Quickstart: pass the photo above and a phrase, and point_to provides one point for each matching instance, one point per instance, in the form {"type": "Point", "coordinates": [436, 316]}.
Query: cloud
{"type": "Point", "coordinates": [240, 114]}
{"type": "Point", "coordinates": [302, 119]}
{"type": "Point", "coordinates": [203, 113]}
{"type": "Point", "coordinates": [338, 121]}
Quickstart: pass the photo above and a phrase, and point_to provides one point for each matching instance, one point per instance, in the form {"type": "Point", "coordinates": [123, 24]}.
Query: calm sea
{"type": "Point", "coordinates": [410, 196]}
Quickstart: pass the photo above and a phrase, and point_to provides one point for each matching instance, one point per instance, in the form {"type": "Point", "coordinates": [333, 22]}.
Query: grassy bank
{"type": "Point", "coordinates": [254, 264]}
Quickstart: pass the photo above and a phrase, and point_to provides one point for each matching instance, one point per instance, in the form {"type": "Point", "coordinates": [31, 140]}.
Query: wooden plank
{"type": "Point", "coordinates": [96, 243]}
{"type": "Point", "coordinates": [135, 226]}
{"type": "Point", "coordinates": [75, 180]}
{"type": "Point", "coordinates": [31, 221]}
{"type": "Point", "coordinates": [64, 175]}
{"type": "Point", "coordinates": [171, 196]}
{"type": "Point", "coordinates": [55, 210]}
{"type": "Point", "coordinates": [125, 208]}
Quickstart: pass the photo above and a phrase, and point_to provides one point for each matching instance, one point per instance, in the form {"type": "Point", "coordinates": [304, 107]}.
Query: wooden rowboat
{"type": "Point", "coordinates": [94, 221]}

========

Work through the entries, filtering for the string "phrase", and copy each line that holds it.

▶ **TASK OUTPUT**:
Quickstart: pass the photo above and a phrase, and point_to provides one point for each matching instance, one point per instance, in the form {"type": "Point", "coordinates": [436, 316]}.
Quickstart: pass the photo above and a phrase, and point_to provides one point for each matching instance, one point per instance, in the form {"type": "Point", "coordinates": [123, 24]}.
Quickstart: pass the photo above and a phrase, and point_to provides one point for each matching instance, one point per instance, in the form {"type": "Point", "coordinates": [333, 22]}.
Quickstart: pass the photo above and a phrase, and point_to provides one point for each matching instance, one point per instance, in the form {"type": "Point", "coordinates": [31, 140]}.
Quickstart: pass the photo above and a phrase, and point_to provides one point for each matching instance, one point per instance, in the form {"type": "Point", "coordinates": [304, 107]}.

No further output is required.